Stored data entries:

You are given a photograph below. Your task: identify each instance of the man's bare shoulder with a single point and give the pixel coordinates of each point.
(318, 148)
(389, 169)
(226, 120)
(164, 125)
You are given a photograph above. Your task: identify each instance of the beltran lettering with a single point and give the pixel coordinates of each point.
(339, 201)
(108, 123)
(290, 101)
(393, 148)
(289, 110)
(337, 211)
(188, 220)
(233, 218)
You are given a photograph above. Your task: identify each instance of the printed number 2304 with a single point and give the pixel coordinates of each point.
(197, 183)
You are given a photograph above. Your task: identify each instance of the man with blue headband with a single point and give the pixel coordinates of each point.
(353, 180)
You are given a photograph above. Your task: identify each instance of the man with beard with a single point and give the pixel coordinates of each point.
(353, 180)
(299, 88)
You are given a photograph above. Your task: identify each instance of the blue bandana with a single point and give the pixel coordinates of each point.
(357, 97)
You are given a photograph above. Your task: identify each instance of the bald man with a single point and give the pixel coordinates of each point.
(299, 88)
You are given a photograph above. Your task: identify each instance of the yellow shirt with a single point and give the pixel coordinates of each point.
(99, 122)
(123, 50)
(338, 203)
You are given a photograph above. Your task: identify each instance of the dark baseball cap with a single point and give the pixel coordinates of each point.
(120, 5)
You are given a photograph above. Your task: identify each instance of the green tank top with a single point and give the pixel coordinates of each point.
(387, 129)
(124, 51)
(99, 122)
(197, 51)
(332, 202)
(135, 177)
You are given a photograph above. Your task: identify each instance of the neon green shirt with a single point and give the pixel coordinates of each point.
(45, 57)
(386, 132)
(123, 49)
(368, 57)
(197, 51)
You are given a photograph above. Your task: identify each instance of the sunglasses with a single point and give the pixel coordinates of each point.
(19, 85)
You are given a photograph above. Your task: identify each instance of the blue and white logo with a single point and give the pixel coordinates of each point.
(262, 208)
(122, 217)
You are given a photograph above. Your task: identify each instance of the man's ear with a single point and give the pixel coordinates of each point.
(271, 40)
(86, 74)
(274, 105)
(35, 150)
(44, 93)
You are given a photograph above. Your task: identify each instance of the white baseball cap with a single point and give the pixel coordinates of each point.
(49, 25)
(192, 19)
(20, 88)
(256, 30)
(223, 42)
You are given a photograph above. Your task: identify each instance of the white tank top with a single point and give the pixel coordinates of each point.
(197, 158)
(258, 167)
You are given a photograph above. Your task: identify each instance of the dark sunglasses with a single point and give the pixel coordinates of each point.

- What the task asks: Write out, word for word, the lines from the one containing "of the sunglasses" through the end of the records, with no other lines.

- Answer section:
You are given a photograph above. Your task: identify each instance of the sunglasses with a single point and give the pixel coordinates of each point.
(19, 85)
You are given a photograph above. Your task: identify each instance of the blue and white logo with a single point and give the pixel coordinates of each point.
(262, 208)
(122, 217)
You are given a photograph above. Your task: identify each instance of the man's ear with a single point and give the pixel coordinates of each point.
(271, 40)
(86, 74)
(274, 105)
(35, 150)
(44, 93)
You are given a photograph above. Your task: identify each instance of the white baseball cap with a single point and give the pixel coordinates of each point.
(49, 25)
(192, 19)
(20, 88)
(256, 30)
(223, 42)
You are given a photograph above. Your task: identify each instance of the white tank top with a single point and give the pixel coordinates of each point.
(197, 158)
(258, 167)
You are given a photograph above. Your task: identify each instance of the dark sunglasses with a single point and give the pixel coordinates of each point.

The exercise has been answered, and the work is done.